> [RECORD EXTRACTS]:
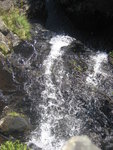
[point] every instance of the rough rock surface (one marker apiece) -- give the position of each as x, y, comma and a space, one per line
79, 143
11, 124
88, 13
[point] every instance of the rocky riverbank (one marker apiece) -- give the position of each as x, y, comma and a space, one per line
86, 108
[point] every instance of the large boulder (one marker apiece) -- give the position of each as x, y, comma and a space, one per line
88, 13
79, 143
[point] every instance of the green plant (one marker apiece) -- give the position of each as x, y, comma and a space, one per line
15, 114
17, 23
3, 48
9, 145
111, 54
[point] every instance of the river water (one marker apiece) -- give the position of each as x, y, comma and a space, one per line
72, 105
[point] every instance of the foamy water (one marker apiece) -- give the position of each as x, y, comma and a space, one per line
42, 136
97, 60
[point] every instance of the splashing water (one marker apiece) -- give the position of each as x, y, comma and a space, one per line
97, 59
52, 97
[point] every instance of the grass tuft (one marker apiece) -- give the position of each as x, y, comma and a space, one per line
17, 23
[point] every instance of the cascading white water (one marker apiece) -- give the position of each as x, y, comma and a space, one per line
97, 61
52, 97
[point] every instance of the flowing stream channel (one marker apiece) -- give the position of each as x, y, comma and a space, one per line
72, 105
58, 120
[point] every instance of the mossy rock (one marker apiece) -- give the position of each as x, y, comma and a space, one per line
110, 57
17, 23
14, 122
4, 49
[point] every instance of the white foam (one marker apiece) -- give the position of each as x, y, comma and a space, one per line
98, 59
46, 140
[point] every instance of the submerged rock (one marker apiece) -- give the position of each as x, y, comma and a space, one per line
79, 143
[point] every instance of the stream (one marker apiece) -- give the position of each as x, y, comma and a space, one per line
67, 90
71, 104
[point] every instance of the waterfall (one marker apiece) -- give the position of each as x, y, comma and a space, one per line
96, 61
52, 97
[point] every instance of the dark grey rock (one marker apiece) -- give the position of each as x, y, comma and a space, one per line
79, 143
88, 13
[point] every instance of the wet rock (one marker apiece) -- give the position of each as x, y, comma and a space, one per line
110, 58
7, 39
14, 122
24, 49
88, 13
37, 9
79, 143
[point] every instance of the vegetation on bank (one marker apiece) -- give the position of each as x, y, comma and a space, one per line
111, 54
15, 114
9, 145
17, 23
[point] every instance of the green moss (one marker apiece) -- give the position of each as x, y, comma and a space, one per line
4, 49
111, 54
15, 114
17, 23
9, 145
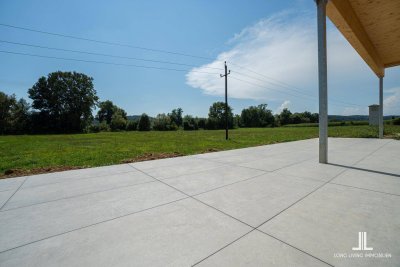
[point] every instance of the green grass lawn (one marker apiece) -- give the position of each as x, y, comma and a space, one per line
87, 150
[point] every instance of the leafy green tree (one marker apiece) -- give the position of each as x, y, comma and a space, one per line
201, 123
163, 122
216, 116
6, 104
144, 123
190, 123
284, 117
14, 115
65, 101
20, 117
258, 116
131, 125
118, 122
107, 109
176, 116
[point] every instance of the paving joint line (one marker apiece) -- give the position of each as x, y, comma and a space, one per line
319, 187
192, 197
76, 196
94, 224
292, 246
5, 203
366, 189
78, 179
226, 214
222, 248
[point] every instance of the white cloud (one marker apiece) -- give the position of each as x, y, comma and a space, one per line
282, 47
355, 111
284, 105
391, 103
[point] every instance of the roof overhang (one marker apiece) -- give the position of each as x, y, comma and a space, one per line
372, 27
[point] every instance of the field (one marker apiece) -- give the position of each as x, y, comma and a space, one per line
26, 154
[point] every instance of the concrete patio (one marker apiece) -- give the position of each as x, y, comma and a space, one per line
264, 206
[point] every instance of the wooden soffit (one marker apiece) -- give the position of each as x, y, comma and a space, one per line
372, 27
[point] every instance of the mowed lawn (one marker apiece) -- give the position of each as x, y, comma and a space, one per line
29, 152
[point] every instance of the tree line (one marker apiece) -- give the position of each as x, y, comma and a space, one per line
63, 102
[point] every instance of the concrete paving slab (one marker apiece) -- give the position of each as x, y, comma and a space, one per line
327, 225
103, 219
255, 201
11, 183
258, 249
68, 176
29, 224
151, 164
4, 196
183, 168
312, 169
277, 162
370, 180
380, 163
199, 182
178, 234
50, 192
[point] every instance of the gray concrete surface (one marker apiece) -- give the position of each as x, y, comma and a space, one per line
263, 206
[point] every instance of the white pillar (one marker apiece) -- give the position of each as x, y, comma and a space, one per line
380, 107
323, 82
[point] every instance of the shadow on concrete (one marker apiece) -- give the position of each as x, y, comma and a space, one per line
365, 170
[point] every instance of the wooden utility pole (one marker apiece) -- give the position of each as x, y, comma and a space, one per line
226, 99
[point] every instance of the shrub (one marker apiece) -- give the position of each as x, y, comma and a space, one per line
189, 123
164, 123
144, 123
118, 122
93, 128
104, 127
201, 123
211, 124
131, 125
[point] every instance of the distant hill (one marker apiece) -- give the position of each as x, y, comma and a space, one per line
356, 117
136, 117
133, 117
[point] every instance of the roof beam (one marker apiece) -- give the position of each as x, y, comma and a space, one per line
341, 13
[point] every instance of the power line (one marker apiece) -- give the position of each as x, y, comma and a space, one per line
263, 87
101, 62
105, 55
287, 86
104, 42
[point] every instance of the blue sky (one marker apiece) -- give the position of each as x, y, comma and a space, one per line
270, 47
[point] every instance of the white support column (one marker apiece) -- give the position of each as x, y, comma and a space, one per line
323, 82
380, 107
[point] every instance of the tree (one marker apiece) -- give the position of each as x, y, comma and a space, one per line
65, 100
216, 116
20, 117
190, 123
258, 116
14, 115
118, 122
176, 116
284, 117
163, 122
144, 123
6, 104
107, 109
131, 125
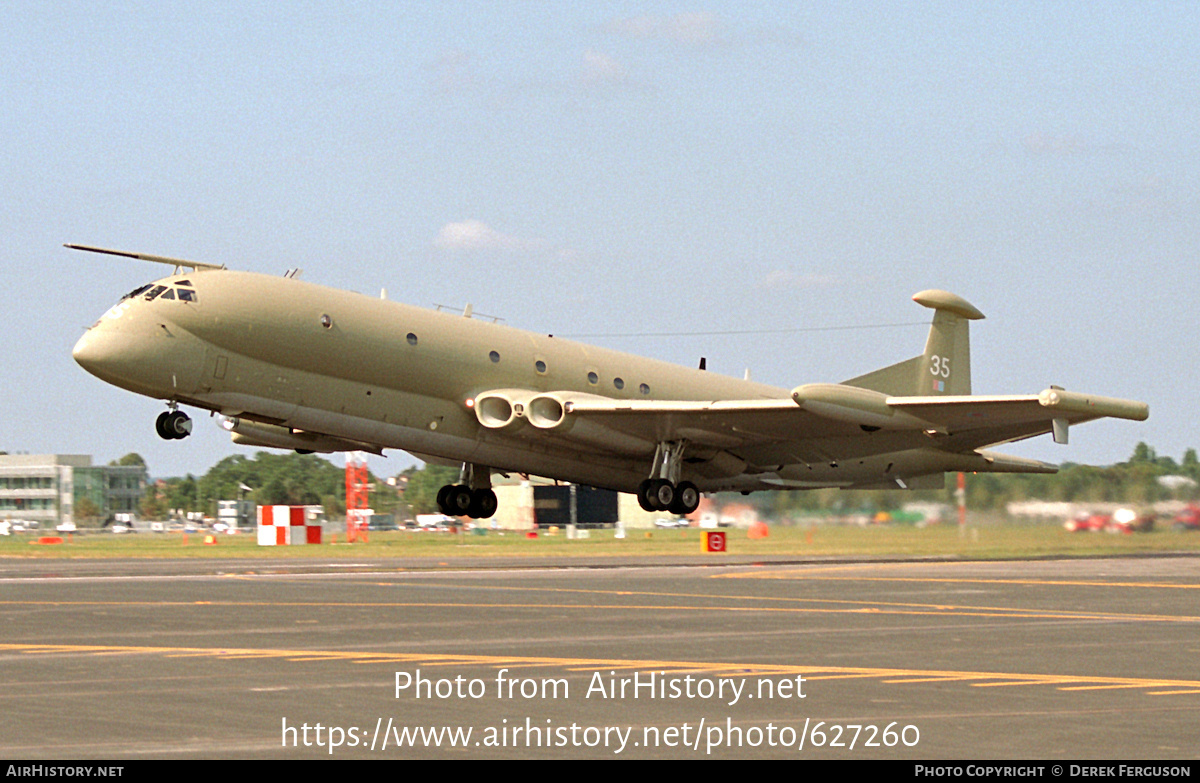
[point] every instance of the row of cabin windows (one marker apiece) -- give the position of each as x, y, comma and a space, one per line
540, 366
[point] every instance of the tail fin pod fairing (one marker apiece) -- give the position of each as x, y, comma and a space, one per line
945, 368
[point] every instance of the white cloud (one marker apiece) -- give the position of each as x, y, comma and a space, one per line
599, 69
474, 234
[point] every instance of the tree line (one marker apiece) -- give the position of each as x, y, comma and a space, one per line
309, 479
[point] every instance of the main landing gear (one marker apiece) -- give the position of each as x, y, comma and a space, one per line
173, 424
472, 496
664, 491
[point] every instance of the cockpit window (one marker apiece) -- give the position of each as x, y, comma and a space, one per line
136, 292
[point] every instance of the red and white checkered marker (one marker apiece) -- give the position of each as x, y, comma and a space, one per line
282, 525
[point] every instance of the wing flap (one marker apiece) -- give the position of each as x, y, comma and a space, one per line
1002, 411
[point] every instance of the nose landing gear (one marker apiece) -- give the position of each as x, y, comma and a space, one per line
472, 497
173, 425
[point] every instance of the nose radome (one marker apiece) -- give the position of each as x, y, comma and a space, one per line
99, 353
87, 352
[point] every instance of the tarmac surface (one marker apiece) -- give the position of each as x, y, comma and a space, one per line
1031, 659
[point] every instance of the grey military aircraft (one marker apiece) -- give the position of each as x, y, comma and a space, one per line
294, 365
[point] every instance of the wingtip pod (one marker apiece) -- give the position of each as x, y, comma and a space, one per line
1093, 405
937, 299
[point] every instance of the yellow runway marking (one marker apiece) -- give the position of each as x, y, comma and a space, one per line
720, 669
804, 574
847, 607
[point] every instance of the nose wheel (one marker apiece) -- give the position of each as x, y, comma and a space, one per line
173, 425
472, 497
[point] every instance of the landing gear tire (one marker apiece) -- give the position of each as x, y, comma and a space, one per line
687, 500
173, 425
663, 494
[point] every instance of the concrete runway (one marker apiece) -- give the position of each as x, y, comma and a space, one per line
1043, 659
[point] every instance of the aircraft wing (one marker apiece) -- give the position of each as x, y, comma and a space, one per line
823, 420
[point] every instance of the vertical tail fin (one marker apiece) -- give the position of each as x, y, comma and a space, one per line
945, 368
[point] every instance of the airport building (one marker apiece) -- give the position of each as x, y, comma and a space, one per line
48, 488
538, 503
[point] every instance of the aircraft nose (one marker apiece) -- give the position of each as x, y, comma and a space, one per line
95, 353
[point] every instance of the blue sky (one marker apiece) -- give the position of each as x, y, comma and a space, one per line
615, 168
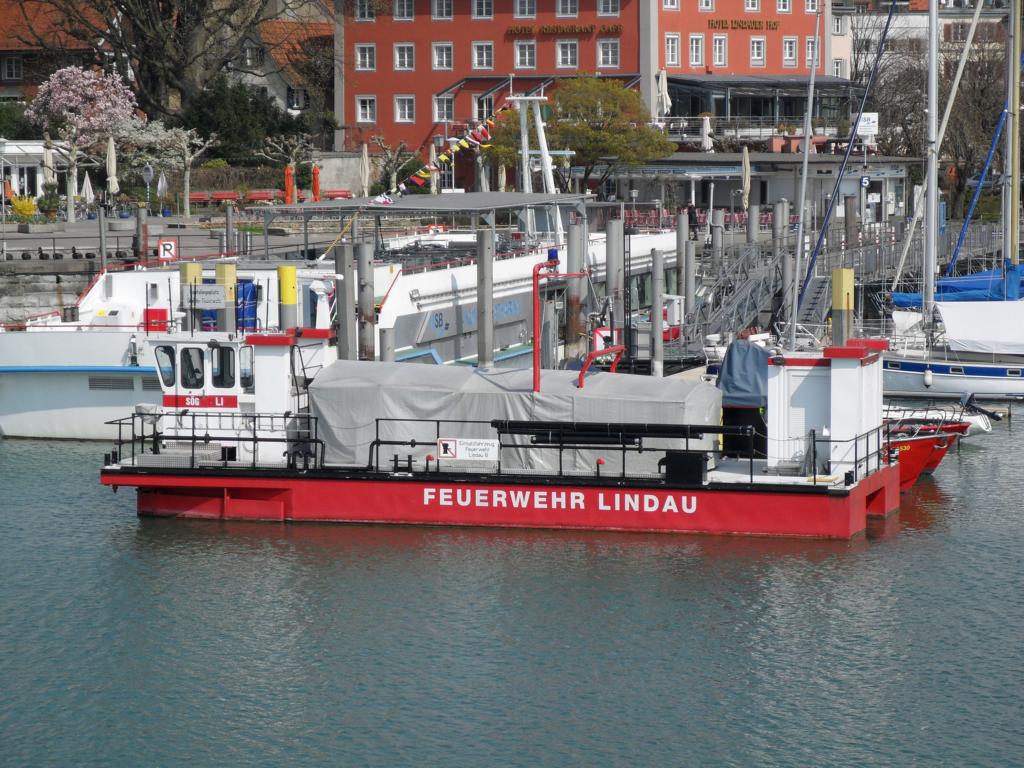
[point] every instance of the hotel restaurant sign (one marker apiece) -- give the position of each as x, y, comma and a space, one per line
565, 29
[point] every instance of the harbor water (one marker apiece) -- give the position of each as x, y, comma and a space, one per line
128, 641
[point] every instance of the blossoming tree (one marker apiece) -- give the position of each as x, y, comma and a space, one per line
81, 107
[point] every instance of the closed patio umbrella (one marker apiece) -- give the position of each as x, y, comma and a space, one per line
664, 99
87, 195
49, 176
747, 177
112, 168
365, 171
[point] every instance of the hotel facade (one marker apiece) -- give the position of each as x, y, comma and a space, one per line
417, 70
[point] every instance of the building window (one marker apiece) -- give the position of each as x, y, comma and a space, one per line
13, 69
366, 109
403, 10
484, 108
607, 53
404, 56
568, 8
568, 54
442, 55
696, 50
812, 57
483, 55
525, 54
757, 51
440, 9
672, 50
298, 98
252, 55
788, 51
720, 50
366, 10
404, 109
366, 56
443, 109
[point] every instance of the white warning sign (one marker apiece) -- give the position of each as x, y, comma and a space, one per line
167, 249
467, 450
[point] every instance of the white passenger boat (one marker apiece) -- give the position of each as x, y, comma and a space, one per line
65, 378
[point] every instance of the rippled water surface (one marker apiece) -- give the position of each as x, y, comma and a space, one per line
160, 642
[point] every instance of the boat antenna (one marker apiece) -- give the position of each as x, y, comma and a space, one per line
802, 198
849, 147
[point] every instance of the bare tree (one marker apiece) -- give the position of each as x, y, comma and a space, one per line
168, 49
391, 160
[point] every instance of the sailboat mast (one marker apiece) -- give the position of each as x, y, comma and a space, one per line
932, 173
1015, 132
802, 198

> [WRITTEN TASK]:
Extract, unchanged, the closing run of lines that opens with the line containing "[point] every instance of the hotel restaurant" and ends with the last line.

> [FINISHED ANSWER]:
[point] every instance of the hotel restaurant sign (one marker apiece) -- give the position of each as x, y, comma and a space, one per line
565, 29
[point] every instance of the harbor water (one marker apiece) -- give the position of each as x, y, comma and a space, one per line
128, 641
[point] every instance of the blossoming tree (one marker apiece) -- give the position of each as x, y, comma and a space, one per line
81, 107
[point] every instance of the closed patio umbrella (one marker apiece) -- give the position of each as x, y, comma and a space, one per line
664, 99
87, 195
49, 176
747, 177
112, 168
365, 171
[point] every instance of the hotel facade (one marker apiece) -- give the position of each as x, y, comma and a space, one per line
417, 70
[point] every instance of the building window (one marker apiece) -- give the position of each as x, y, comma and a space, one per line
13, 69
366, 109
403, 10
484, 108
607, 53
404, 56
568, 8
568, 54
442, 55
696, 50
812, 57
483, 55
525, 54
757, 51
440, 9
672, 50
298, 98
252, 55
788, 51
720, 50
366, 10
404, 109
366, 56
443, 109
[point] every instance of the white warning sign (one marker apiece) -- give the position of each as x, y, comma and a space, one per line
167, 249
467, 450
[point] every instance of the white passenger boat (one marker apiece) -- give the position of each as x, y, comma and a space, one per line
65, 378
[point] every instance of the rippled water surface (one marker apiece) -- give the position of each as x, y, comma and a space, one per line
160, 642
[point] every instance of the boat antenna (one marker apiece) -- give the position of each as x, y, comma and a space, one per line
802, 198
849, 147
[point] every instance of the bare tree (one marker apiece) -- give the position of each as x, y, comma and a space, one per line
168, 49
391, 160
[point] every instance of the sailboat mast (one marker apiece) -- give the position of each as x, y, comma and a space, one per line
932, 173
1015, 132
802, 198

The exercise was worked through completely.